WHAT NEEDS TO BE DONE => Print the lines that run from the line with "Target: concrete patio" to the line with "Target: woman's hair", keeping both end lines, exactly as they appear in the entries below, and nothing else.

[Records from a data source]
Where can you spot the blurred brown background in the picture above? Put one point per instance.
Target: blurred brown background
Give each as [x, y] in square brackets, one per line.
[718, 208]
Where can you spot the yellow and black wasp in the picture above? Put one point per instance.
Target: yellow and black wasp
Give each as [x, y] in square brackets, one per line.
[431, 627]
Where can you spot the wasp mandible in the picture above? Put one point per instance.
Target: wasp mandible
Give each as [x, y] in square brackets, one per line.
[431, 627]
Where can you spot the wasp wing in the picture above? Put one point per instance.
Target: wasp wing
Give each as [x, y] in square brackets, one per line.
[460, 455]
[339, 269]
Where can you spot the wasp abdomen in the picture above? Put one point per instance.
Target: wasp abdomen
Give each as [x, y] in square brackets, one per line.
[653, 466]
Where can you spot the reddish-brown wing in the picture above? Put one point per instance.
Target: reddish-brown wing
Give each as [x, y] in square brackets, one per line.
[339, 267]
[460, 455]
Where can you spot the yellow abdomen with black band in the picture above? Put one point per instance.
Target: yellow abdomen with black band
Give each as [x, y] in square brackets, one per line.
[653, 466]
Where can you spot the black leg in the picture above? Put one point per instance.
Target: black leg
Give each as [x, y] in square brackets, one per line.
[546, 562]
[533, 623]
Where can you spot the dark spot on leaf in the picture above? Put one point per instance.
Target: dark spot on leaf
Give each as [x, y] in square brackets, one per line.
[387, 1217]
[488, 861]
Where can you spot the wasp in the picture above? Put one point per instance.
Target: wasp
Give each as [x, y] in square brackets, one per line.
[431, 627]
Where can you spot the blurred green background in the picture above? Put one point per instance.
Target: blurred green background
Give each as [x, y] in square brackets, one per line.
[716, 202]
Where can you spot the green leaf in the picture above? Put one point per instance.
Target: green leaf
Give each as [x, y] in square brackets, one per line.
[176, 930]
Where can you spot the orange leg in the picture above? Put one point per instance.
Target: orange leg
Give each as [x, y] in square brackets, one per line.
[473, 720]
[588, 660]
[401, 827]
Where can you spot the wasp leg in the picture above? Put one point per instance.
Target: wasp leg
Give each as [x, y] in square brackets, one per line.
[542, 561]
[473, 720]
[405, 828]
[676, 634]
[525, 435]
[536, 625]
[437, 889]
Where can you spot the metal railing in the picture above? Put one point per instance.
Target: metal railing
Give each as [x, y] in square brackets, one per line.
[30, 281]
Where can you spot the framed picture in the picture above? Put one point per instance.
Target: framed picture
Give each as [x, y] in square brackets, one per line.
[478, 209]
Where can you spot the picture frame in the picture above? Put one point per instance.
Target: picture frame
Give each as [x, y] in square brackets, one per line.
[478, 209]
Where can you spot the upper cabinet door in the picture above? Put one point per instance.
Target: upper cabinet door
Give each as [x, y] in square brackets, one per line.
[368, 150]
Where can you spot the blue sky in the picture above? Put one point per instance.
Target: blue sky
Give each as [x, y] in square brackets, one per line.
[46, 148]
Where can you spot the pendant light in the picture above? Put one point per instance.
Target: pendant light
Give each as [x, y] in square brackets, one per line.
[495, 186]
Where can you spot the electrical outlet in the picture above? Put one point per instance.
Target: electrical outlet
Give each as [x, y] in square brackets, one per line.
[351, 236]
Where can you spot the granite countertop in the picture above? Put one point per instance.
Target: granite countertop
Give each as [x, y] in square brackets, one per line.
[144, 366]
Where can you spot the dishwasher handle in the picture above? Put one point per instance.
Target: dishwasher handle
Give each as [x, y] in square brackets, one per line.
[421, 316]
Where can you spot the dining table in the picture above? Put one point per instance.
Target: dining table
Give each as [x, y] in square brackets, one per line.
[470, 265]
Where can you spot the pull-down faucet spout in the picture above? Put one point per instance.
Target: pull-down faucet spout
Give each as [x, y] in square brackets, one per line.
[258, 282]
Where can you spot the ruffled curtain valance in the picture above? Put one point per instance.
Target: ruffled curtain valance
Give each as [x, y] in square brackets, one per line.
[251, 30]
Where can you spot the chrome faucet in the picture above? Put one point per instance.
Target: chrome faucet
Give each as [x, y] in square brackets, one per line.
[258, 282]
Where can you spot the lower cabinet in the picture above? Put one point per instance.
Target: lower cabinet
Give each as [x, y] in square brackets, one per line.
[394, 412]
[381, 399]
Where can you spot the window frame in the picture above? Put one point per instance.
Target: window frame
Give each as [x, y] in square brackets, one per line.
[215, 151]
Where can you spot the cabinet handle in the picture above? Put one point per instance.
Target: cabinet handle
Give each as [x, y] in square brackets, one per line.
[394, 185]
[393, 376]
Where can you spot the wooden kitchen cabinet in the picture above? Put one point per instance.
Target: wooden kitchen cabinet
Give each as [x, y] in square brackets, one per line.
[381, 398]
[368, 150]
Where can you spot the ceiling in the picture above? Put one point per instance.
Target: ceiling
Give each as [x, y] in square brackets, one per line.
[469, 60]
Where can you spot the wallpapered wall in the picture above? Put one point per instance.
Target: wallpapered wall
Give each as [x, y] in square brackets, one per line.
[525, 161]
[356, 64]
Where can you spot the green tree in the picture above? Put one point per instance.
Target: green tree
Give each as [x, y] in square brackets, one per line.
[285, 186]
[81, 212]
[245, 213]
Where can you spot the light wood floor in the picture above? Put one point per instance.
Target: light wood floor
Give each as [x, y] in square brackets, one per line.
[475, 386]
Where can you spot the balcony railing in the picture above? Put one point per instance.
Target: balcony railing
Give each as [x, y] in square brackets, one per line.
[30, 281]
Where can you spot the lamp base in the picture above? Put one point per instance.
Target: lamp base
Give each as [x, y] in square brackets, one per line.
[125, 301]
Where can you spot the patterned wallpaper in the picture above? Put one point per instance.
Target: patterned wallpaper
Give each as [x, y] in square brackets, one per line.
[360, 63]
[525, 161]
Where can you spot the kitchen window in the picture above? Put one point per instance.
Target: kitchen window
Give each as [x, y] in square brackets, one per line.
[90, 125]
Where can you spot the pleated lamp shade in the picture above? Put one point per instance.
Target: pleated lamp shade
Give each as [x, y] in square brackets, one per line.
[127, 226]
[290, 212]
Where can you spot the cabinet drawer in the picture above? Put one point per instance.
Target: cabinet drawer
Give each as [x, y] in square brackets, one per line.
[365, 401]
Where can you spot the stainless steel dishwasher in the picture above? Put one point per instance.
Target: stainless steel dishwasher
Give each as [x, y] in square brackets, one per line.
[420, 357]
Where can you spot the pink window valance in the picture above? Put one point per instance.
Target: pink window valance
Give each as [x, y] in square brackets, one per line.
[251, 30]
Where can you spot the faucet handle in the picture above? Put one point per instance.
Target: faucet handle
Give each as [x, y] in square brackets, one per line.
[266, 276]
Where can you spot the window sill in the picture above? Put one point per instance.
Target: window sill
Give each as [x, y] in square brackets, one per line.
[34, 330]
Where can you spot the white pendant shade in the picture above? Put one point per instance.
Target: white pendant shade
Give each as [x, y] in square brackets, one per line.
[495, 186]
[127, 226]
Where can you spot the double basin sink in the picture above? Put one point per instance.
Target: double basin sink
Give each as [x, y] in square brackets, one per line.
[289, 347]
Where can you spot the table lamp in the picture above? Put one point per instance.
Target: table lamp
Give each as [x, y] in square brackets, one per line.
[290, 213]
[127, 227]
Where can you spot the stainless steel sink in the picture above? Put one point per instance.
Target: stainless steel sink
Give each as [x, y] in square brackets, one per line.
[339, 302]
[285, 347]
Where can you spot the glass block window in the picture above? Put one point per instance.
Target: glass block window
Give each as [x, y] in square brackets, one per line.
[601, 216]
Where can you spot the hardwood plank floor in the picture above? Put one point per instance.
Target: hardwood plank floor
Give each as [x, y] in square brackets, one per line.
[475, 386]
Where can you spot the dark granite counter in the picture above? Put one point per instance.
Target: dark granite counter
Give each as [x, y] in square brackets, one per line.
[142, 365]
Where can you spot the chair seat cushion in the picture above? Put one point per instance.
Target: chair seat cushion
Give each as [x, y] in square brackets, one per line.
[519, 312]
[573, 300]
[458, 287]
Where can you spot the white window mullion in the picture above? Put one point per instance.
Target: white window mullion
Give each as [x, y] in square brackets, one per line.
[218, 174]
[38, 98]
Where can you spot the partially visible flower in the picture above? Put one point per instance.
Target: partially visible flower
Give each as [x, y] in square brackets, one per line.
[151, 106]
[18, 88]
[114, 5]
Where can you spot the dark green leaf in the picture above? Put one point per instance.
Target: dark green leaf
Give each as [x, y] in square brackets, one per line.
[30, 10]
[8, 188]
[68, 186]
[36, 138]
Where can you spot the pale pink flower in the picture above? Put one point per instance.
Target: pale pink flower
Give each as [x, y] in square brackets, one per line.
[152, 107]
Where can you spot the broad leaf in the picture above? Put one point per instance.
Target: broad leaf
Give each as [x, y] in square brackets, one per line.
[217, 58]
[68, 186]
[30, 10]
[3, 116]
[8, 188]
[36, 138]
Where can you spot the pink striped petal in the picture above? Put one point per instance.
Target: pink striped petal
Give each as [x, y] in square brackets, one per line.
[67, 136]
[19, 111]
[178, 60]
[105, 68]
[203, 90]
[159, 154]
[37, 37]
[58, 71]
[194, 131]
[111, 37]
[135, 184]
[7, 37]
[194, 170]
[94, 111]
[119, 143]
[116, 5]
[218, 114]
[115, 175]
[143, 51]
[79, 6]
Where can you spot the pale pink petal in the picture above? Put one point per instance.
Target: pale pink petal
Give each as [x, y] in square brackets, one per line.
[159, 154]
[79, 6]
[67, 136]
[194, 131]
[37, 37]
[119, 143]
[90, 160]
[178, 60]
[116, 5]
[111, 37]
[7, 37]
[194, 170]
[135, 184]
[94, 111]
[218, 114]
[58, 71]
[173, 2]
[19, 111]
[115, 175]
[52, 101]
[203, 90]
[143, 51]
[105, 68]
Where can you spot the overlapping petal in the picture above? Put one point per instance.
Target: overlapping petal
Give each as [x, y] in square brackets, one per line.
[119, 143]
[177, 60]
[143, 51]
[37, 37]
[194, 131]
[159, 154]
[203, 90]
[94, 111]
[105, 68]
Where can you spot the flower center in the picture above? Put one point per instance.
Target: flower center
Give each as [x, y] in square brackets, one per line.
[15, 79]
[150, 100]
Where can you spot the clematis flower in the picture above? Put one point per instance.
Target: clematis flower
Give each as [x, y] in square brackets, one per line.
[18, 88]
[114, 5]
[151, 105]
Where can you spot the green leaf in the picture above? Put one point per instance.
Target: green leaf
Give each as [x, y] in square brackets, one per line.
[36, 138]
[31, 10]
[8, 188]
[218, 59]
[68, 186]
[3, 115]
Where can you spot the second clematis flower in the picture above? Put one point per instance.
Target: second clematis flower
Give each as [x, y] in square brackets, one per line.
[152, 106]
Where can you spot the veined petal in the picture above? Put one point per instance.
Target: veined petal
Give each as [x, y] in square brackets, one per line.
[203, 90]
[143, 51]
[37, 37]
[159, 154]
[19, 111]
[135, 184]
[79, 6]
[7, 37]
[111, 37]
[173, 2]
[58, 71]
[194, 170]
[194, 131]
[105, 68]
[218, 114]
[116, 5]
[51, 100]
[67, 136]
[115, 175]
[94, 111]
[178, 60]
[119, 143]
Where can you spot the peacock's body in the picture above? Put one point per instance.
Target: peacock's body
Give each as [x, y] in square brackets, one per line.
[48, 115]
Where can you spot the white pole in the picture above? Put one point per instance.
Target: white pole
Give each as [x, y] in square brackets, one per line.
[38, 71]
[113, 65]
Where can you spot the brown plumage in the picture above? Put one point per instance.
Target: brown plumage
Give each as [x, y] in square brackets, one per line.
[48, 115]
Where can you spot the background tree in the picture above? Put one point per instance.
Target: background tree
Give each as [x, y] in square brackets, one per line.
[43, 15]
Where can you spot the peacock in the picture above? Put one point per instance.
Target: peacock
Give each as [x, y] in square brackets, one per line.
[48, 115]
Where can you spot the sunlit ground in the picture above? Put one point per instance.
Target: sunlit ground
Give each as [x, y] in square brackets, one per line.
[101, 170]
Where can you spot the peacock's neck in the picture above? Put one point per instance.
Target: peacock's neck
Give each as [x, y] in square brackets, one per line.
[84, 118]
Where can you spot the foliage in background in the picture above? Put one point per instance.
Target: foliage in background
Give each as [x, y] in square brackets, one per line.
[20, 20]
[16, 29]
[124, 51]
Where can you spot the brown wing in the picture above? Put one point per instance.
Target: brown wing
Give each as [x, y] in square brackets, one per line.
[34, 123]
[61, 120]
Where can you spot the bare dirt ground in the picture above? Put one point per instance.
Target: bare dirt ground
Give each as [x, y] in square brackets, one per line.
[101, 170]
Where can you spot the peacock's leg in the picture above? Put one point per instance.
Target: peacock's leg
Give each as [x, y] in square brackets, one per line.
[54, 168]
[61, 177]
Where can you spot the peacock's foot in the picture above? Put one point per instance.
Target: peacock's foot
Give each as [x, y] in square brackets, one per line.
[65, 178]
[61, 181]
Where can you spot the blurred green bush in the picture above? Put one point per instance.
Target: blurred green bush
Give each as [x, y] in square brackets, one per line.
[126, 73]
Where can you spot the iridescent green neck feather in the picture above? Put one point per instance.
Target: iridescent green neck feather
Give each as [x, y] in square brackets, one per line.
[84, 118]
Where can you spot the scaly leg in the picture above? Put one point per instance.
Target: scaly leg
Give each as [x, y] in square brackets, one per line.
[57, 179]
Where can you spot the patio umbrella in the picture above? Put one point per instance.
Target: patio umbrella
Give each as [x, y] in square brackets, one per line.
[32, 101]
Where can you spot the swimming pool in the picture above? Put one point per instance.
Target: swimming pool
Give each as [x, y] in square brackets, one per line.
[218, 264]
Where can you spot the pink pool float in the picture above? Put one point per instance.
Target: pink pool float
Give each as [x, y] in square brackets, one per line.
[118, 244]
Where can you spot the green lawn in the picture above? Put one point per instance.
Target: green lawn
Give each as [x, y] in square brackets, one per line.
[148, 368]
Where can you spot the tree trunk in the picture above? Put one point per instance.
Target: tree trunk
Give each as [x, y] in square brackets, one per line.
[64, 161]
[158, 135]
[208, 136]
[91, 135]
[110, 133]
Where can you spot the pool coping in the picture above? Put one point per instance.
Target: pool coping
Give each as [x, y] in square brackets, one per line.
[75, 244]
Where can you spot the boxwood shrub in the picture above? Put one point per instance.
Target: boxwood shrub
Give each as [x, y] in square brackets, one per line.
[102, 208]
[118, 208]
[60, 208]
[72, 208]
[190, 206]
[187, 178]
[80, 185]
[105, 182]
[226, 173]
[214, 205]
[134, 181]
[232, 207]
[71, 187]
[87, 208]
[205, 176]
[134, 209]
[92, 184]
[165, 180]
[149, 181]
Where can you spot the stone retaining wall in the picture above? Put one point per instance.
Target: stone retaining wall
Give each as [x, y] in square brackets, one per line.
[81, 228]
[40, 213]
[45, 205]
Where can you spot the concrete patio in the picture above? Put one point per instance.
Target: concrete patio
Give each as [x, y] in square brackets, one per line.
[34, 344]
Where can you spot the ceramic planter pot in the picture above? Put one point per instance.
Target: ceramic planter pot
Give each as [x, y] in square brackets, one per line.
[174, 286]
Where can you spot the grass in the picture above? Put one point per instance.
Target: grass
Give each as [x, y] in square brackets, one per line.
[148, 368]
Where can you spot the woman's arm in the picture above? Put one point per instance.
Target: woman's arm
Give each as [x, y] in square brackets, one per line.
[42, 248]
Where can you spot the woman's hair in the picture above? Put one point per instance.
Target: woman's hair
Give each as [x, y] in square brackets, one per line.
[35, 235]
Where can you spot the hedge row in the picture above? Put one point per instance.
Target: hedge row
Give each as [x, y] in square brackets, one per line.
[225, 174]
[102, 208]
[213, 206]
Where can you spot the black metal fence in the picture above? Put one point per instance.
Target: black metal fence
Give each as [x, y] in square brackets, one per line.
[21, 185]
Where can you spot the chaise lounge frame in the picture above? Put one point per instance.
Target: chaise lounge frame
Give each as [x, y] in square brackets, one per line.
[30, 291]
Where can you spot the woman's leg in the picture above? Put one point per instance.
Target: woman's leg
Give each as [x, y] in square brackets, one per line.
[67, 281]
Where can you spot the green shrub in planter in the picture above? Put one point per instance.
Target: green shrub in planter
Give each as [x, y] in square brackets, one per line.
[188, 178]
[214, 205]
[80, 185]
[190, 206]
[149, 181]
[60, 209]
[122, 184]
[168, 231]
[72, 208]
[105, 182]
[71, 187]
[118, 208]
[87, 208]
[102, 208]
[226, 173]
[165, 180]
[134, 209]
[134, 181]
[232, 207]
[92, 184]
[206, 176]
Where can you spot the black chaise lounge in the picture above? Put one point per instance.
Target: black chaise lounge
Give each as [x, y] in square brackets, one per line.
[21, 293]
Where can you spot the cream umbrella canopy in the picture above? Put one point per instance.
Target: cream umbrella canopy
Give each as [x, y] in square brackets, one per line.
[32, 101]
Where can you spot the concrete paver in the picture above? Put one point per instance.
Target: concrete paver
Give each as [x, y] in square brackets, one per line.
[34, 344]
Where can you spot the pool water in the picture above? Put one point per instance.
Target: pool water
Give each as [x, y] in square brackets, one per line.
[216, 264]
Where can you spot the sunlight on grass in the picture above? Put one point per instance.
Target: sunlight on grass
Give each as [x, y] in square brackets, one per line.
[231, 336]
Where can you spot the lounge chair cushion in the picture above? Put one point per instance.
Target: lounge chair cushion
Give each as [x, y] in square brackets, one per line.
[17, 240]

PROBLEM SOLUTION =>
Target: concrete patio
Give each as [x, y] in square brackets, one per line.
[34, 344]
Where can you spot the ceramic planter pot in the picture above? Put one point per instance.
Target: ceramic planter pot
Give each as [x, y] in square brackets, one per line.
[174, 286]
Where can you spot the grass in the picture above? Put one point per instance.
Target: grass
Give each as [x, y] in square brackets, one per line.
[148, 368]
Where can you spot the woman's arm in the picture above? Put one point per instance.
Target: woman's arm
Give each as [x, y] in square brackets, one per line.
[42, 248]
Where can you spot the woman's hair in the picture above? Put one point per instance.
Target: woman's hair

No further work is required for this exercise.